# GIVEN EXERCISE:
Send each entry back exactly as given, pictures excluded.

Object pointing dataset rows
——
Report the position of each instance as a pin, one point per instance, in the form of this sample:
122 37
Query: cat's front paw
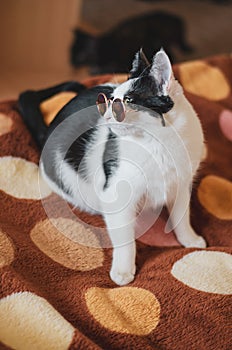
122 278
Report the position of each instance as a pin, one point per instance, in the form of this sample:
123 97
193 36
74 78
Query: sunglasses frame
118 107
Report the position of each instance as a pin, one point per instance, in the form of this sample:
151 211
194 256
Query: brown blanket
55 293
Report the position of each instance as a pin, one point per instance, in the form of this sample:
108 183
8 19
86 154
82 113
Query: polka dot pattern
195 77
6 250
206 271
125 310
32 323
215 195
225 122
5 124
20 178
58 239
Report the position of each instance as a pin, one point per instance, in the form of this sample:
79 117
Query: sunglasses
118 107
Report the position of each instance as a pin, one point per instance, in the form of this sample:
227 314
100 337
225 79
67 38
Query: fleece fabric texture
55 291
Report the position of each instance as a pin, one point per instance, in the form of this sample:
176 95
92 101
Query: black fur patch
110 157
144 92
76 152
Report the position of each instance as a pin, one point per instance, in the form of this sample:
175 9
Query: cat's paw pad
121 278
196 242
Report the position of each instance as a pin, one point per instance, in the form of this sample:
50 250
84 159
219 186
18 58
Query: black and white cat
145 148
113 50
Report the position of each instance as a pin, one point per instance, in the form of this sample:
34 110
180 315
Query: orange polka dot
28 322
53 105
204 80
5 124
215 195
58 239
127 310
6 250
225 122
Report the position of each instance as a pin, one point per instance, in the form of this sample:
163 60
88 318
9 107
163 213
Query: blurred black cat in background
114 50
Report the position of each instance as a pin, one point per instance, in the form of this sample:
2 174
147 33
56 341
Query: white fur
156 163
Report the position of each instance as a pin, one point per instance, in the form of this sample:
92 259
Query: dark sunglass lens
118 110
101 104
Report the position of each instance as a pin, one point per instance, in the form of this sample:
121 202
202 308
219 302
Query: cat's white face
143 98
——
# RESPONSE BELOW:
Report the position of each instance as a pin, one point per instance, in the form of this sample:
122 37
Query: cat's front paw
122 278
Report the position of each instance as a pin, one point per instance, in the form of this sample:
123 97
193 36
74 78
Query: sunglasses frame
118 107
Report the position of each instance as a pin, one point per instance, in the form of this sample:
151 211
194 256
Query: brown blanket
55 293
Report the position of each instance as a pin, one point per instance, in the form of this sample:
108 183
8 19
86 154
82 113
Query: polka dot pattern
195 77
6 250
206 271
125 310
32 323
215 195
225 122
5 124
20 178
58 239
Report the position of each instance as a pin, one point per instance, in the form of this sample:
79 117
Query: sunglasses
118 107
Report the position of each instance as a pin, one point per instance, in the form of this sample:
227 314
100 337
225 79
67 38
Query: fleece fabric texture
55 291
Report the position of each instance as a pin, one point per instance, in the form of this sample:
176 95
92 101
Query: black fur patch
110 157
144 92
76 152
Report the position of each instance as a pin, one point per instance, in the form of this sample:
175 9
Query: cat's paw pad
121 278
196 242
Report the position of each instance as a pin, one point per instance, in the form of this sample:
50 250
84 159
219 186
18 58
Query: black and white cat
145 148
113 50
Report the position of each instance as a pin, one point per instance, in the form of this sample:
34 110
180 315
Query: orange polka dot
28 322
53 105
204 80
5 124
215 195
58 239
127 310
6 250
225 122
Report the position of each instance as a pin, one point per instance, in the form of this sample:
163 60
88 318
9 107
163 213
Query: blurred black cat in background
114 50
Report the position of each instance as a pin, one point per instance, in the form of this sample:
2 174
147 33
56 341
Query: white fur
156 163
Report the position of each instance as a pin, one point per instance, in the form of this sample:
92 259
Query: dark sunglass lens
118 110
101 104
Report the position of each instance as a pin, one point per instance, in the form of this sample:
121 202
202 308
219 302
Query: cat's white face
143 98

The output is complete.